** START Entries supplied **

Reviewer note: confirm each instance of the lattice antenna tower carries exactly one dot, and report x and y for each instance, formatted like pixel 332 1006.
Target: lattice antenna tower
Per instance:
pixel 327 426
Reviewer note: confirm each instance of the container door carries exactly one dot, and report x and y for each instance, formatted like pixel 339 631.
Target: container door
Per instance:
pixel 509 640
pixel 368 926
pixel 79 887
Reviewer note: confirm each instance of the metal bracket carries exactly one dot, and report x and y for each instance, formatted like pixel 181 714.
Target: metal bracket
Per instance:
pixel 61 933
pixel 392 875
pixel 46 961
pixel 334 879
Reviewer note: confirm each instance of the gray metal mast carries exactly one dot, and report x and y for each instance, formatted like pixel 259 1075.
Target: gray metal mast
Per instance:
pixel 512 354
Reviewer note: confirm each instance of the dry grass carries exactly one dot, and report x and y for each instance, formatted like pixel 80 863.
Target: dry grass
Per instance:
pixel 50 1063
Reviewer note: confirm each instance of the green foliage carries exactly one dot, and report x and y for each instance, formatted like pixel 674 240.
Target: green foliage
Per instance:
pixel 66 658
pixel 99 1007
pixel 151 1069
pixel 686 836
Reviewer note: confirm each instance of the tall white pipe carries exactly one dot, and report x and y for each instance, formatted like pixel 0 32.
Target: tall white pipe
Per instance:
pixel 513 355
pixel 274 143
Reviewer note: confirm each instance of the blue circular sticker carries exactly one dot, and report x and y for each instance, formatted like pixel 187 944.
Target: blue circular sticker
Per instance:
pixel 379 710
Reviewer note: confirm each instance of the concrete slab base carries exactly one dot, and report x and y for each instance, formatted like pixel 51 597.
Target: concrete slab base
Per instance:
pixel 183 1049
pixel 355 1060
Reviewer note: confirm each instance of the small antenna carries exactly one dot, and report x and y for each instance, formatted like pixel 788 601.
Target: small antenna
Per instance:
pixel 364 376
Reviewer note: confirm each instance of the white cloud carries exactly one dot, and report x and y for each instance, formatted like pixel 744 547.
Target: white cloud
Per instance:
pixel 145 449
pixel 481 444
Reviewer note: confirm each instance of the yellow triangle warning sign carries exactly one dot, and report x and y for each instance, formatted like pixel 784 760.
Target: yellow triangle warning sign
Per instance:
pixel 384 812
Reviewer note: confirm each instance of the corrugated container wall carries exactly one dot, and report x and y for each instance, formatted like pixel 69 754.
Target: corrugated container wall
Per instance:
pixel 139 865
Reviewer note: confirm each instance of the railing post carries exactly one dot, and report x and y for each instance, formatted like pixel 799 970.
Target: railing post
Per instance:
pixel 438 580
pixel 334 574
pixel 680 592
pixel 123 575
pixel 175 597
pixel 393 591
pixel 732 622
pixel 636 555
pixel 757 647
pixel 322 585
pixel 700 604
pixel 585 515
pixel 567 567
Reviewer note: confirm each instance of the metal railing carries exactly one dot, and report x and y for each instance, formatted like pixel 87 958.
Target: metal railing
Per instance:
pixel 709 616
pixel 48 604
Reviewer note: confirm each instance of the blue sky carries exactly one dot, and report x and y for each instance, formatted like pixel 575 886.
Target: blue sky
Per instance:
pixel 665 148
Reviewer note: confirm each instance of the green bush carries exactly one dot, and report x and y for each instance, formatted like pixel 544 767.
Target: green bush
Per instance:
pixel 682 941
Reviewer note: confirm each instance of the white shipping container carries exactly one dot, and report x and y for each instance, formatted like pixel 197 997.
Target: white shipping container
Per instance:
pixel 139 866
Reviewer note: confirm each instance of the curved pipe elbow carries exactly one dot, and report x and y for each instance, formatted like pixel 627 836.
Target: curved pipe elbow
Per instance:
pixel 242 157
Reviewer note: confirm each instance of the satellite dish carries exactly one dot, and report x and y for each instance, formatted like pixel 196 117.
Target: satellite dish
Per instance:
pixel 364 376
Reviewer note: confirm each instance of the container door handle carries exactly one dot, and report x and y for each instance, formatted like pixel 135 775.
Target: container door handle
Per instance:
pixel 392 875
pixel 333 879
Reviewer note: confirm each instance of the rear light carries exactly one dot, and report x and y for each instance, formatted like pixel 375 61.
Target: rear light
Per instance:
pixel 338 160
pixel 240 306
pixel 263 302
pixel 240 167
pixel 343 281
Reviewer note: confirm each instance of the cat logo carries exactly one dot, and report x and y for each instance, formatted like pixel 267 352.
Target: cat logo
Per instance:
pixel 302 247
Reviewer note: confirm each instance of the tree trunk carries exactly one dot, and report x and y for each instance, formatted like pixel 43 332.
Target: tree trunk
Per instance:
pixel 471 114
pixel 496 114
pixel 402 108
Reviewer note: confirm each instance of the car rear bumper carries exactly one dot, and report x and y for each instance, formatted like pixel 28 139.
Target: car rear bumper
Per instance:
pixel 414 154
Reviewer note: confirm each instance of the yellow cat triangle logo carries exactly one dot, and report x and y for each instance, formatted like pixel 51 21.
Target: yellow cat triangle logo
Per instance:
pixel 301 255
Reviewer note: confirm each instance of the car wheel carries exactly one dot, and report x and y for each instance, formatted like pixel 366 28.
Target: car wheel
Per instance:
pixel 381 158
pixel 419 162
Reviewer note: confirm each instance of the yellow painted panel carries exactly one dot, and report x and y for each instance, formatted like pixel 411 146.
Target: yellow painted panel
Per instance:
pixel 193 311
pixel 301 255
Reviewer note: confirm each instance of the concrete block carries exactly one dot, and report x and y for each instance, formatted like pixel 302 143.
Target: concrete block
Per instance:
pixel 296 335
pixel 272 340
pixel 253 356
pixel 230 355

** END Entries supplied **

Task objective:
Render the full listing above as a Markdown table with the columns No. and Line. Give each line its own numbered row and leave out blank lines.

Written solution:
| No. | Line |
|---|---|
| 1 | Reviewer note: confirm each instance of the lattice antenna tower carries exactly one dot, and report x and y for each instance, formatted like pixel 332 1006. |
| 2 | Target: lattice antenna tower |
| 3 | Per instance: |
| 4 | pixel 327 426 |
| 5 | Reviewer note: confirm each instance of the container door carries exactly one dot, and report x and y for each instance, formatted like pixel 339 631. |
| 6 | Target: container door |
| 7 | Per instance: |
| 8 | pixel 509 640 |
| 9 | pixel 368 926 |
| 10 | pixel 79 887 |
| 11 | Reviewer note: confirm each instance of the metal bracket carries exactly one dot, and report x and y for each instance, formatted like pixel 181 714. |
| 12 | Target: metal bracket |
| 13 | Per instance: |
| 14 | pixel 61 933 |
| 15 | pixel 392 875 |
| 16 | pixel 46 961 |
| 17 | pixel 334 879 |
| 18 | Reviewer note: confirm each instance of the gray metal mast carries exactly one dot, and report x and y for each instance, formatted like pixel 259 1075. |
| 19 | Target: gray metal mast |
| 20 | Per instance: |
| 21 | pixel 512 354 |
| 22 | Reviewer note: confirm each instance of the dry grass carries exactly one dot, and report x and y for each instance, formatted like pixel 80 863. |
| 23 | Target: dry grass |
| 24 | Per instance: |
| 25 | pixel 50 1063 |
| 26 | Reviewer note: confirm each instance of the green foliage carries exactly one dot, and report x and y for each instance, formatted like pixel 674 240. |
| 27 | Target: green foliage |
| 28 | Per instance: |
| 29 | pixel 66 658 |
| 30 | pixel 99 1007 |
| 31 | pixel 151 1069 |
| 32 | pixel 686 836 |
| 33 | Reviewer note: confirm each instance of the tall white pipe carries exactly one dot, and report x and y for each instance, formatted like pixel 0 32. |
| 34 | Target: tall white pipe |
| 35 | Per instance: |
| 36 | pixel 513 355 |
| 37 | pixel 274 143 |
| 38 | Reviewer note: confirm each instance of the blue circular sticker carries exactly one dot, and report x and y for each instance, formatted like pixel 187 944. |
| 39 | Target: blue circular sticker |
| 40 | Per instance: |
| 41 | pixel 379 710 |
| 42 | Reviewer note: confirm each instance of the concrete slab base carries exactly one dot, and report x and y for each instance, formatted like pixel 51 597. |
| 43 | Target: concrete slab base |
| 44 | Per instance: |
| 45 | pixel 183 1049 |
| 46 | pixel 355 1060 |
| 47 | Reviewer note: confirm each instance of the small antenna carries exactly one dot, and report x and y for each instance, formatted like pixel 788 601. |
| 48 | Target: small antenna |
| 49 | Per instance: |
| 50 | pixel 364 376 |
| 51 | Reviewer note: confirm each instance of the white cloud carries exactly one dot, and report x and y for each instance, formatted like pixel 744 547. |
| 52 | Target: white cloud |
| 53 | Per instance: |
| 54 | pixel 145 449 |
| 55 | pixel 481 444 |
| 56 | Reviewer note: confirm each instance of the yellow triangle warning sign carries exactly one dot, and report x and y for each instance, formatted like pixel 784 760. |
| 57 | Target: yellow triangle warning sign |
| 58 | Per instance: |
| 59 | pixel 384 812 |
| 60 | Reviewer note: confirm each instance of the corrugated container wall carries exactly one dot, and report x and y for each instance, formatted like pixel 69 754. |
| 61 | Target: corrugated container wall |
| 62 | Per instance: |
| 63 | pixel 139 865 |
| 64 | Reviewer note: confirm each instance of the railing post carries exactly one dot, and report x and y for each instance, formatted like pixel 799 970. |
| 65 | Target: railing post |
| 66 | Per instance: |
| 67 | pixel 438 580 |
| 68 | pixel 334 574 |
| 69 | pixel 680 592 |
| 70 | pixel 123 575 |
| 71 | pixel 175 597 |
| 72 | pixel 393 591 |
| 73 | pixel 732 622 |
| 74 | pixel 636 555 |
| 75 | pixel 757 647 |
| 76 | pixel 322 585 |
| 77 | pixel 700 604 |
| 78 | pixel 585 515 |
| 79 | pixel 567 567 |
| 80 | Reviewer note: confirm each instance of the metal railing carries exactly one dot, and report x and y for each instance, formatted like pixel 87 958. |
| 81 | Target: metal railing |
| 82 | Per instance: |
| 83 | pixel 709 616 |
| 84 | pixel 48 604 |
| 85 | Reviewer note: confirm each instance of the blue sky carries exactly one dot, and report x and y for each instance, formatted like pixel 575 886. |
| 86 | Target: blue sky |
| 87 | Per instance: |
| 88 | pixel 665 148 |
| 89 | Reviewer note: confirm each instance of the green bush carries exactly one dot, and report x and y for each instance, formatted like pixel 544 767. |
| 90 | Target: green bush |
| 91 | Per instance: |
| 92 | pixel 682 941 |
| 93 | Reviewer note: confirm each instance of the white shipping container carries exactly one dot, and report x and y for each instance, formatted like pixel 197 997. |
| 94 | Target: white shipping container |
| 95 | Per instance: |
| 96 | pixel 139 866 |
| 97 | Reviewer note: confirm each instance of the curved pipe elbow carries exactly one dot, and report x and y for each instance, formatted like pixel 627 836. |
| 98 | Target: curved pipe elbow |
| 99 | Per instance: |
| 100 | pixel 242 157 |
| 101 | Reviewer note: confirm each instance of the satellite dish carries exactly one dot, and report x and y for each instance, formatted like pixel 196 117. |
| 102 | Target: satellite dish |
| 103 | Per instance: |
| 104 | pixel 364 376 |
| 105 | Reviewer note: confirm each instance of the container door handle carries exactly one dot, and report x and y for each instance, formatted like pixel 135 775. |
| 106 | Target: container door handle |
| 107 | Per instance: |
| 108 | pixel 392 875 |
| 109 | pixel 333 879 |
| 110 | Reviewer note: confirm each instance of the rear light carries exactly one dot, and report x and y for each instance, formatted like pixel 375 61. |
| 111 | Target: rear light |
| 112 | Per instance: |
| 113 | pixel 338 160 |
| 114 | pixel 240 306 |
| 115 | pixel 263 302 |
| 116 | pixel 240 167 |
| 117 | pixel 343 281 |
| 118 | Reviewer note: confirm each instance of the cat logo carries exactly one dot, and report x and y for each instance, formatted like pixel 267 352. |
| 119 | Target: cat logo |
| 120 | Per instance: |
| 121 | pixel 302 247 |
| 122 | Reviewer note: confirm each instance of the tree trunk carries exactly one dot, and report x and y for each instance, formatted like pixel 43 332. |
| 123 | Target: tree trunk |
| 124 | Per instance: |
| 125 | pixel 471 114 |
| 126 | pixel 496 114 |
| 127 | pixel 402 108 |
| 128 | Reviewer note: confirm each instance of the car rear bumper carries exactly one dot, and report x and y for each instance, formatted like pixel 28 139. |
| 129 | Target: car rear bumper |
| 130 | Per instance: |
| 131 | pixel 414 154 |
| 132 | Reviewer note: confirm each instance of the yellow cat triangle logo carries exactly one dot, and report x and y for each instance, formatted like pixel 51 21. |
| 133 | Target: yellow cat triangle logo |
| 134 | Per instance: |
| 135 | pixel 301 255 |
| 136 | Reviewer note: confirm each instance of the car wheel carries exactly one dot, and report x and y for each instance, formatted like pixel 366 28. |
| 137 | Target: car wheel |
| 138 | Per instance: |
| 139 | pixel 381 158 |
| 140 | pixel 419 162 |
| 141 | Reviewer note: confirm each instance of the yellow painted panel carries exactly one dot, and report x and y for each instance, formatted like pixel 411 146. |
| 142 | Target: yellow painted panel |
| 143 | Per instance: |
| 144 | pixel 193 311 |
| 145 | pixel 301 255 |
| 146 | Reviewer note: confirm each instance of the concrete block carries exactly one dot, and report x and y for each instance, formatted like pixel 302 143. |
| 147 | Target: concrete block |
| 148 | Per instance: |
| 149 | pixel 296 335 |
| 150 | pixel 272 340 |
| 151 | pixel 253 356 |
| 152 | pixel 230 355 |